## Texto citado
Pouco mais de dez anos atrás, Nick Spencer, pesquisador do think tank britânico Theos, mergulhou na correspondência de Charles Darwin para escrever Darwin and God, livro que resenhamos no blog há alguns meses. Pude conversar com ele em julho, durante uma conferência de que ambos participamos em Birmingham; para Spencer, que recentemente apresentou uma série sobre ciência e religião na rádio BBC, Darwin certamente não estaria lutando ao lado de ateus militantes que alegam estar defendendo o naturalista nascido 210 anos atrás – nem na ideologia, pois Darwin nunca foi ateu, nem defendia a ligação entre evolução e ateísmo; e muito menos na retórica, pois ele teria ficado horrorizado com a agressividade do Novo Ateísmo.
Seu livro Darwin and God descreve os vários tipos de inquietações e dúvidas religiosas que Darwin teve ao longo de sua vida. Como o homem de hoje pode se relacionar, ou se identificar com essa jornada religiosa de Darwin, de um certo tipo de cristianismo em direção ao agnosticismo?
Há duas respostas para isso. A primeira é a de que não há identificação possível, porque Darwin era um homem de seu tempo. Ele nasceu em 1809 e morreu em 1882, foi criado em um tipo muito particular de anglicanismo e unitarianismo característicos do século 19, era de classe média-alta, viveu durante um período de uma incrível expansão global e industrial, em uma época de afirmação tanto do soft power quanto do hard power do Império Britânico. Tudo isso está intimamente ligado à sua cultura, a quem Darwin era, mas esse mundo não existe mais. Por esse lado, não temos como entendê-lo.
Por outro lado, Darwin é alguém que encontrou mundos diferentes. Ele precisou viajar pelo mundo para isso, e o que ele descobre o perturba, o deixa perplexo. Ele é alguém fisicamente frágil, que sofre com terríveis dores de estômago, era uma pessoa ansiosa. Mas, principalmente, é um homem que encontrou o sofrimento, especialmente com a morte da filha Annie, em 1851. Sua correspondência revela alguém profundamente humano, de uma forma muito perceptível.
Isso nos leva a dois pontos de identificação. Primeiro, hoje não precisamos dar a volta ao planeta para encontrar visões de mundo e culturas diferentes, porque vivemos em uma sociedade muito mais plural e multicultural. Em 1834, quando Darwin encontra os fueguinos no alto da colina, na Terra do Fogo, ele fica completamente chocado. Existe certa similaridade com o que sentimos hoje. Não temos o mesmo choque quando encontramos outras culturas, mas o pluralismo moderno continua nos inquietando e incomodando, de alguma forma. E o segundo ponto, evidentemente, é que, mais cedo ou mais tarde, todos nós nos deparamos com o sofrimento. Queira Deus que não seja algo tão extremo como o que Darwin viveu, mas ainda assim é algo com que todos podemos nos identificar.

## Enunciado
Indique, na ordem em que aparecem, todos os anos escritos com quatro algarismos no texto sobre Darwin. Os registros não têm nenhum papel nesta atividade.

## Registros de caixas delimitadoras
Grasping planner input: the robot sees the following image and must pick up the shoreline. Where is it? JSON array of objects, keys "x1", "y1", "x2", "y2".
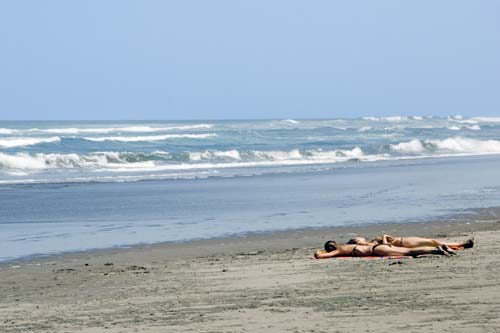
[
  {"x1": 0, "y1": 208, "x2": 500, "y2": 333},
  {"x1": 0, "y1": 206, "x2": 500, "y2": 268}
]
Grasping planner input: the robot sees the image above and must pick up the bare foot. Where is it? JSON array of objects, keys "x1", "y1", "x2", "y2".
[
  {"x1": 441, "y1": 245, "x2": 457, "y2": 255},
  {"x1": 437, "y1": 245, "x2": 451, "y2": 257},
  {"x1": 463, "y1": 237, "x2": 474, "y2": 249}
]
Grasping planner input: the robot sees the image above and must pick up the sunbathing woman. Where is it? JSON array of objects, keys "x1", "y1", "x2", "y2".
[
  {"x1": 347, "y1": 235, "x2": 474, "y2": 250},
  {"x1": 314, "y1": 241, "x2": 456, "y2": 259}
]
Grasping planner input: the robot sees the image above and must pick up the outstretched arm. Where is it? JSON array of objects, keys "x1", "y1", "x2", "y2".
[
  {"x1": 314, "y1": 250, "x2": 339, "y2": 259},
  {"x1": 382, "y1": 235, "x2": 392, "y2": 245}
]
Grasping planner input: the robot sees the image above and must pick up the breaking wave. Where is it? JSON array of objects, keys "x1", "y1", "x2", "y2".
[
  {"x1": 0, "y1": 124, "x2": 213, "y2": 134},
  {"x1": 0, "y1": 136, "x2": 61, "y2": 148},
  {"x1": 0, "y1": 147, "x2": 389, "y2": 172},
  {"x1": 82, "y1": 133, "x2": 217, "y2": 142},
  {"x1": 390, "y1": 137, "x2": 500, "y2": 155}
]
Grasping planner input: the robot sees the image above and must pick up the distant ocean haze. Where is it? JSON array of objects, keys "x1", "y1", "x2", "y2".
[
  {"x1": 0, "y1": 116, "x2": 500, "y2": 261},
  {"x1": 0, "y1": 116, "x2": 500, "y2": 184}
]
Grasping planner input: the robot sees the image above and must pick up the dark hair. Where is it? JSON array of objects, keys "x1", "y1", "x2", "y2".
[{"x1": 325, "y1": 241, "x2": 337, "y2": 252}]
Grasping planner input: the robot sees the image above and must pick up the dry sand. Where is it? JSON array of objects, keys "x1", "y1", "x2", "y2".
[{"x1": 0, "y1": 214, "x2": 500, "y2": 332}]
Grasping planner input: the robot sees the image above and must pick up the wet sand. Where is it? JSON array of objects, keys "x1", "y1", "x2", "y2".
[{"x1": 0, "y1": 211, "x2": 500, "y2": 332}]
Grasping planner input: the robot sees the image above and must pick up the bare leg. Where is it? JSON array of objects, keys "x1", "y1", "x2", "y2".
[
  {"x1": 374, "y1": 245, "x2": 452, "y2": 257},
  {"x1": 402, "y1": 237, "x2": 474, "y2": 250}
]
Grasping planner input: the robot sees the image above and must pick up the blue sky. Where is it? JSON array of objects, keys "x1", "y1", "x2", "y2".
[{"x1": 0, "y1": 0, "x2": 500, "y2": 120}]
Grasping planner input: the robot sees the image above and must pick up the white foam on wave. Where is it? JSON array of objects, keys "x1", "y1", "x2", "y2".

## Resposta
1809, 1882, 1851, 1834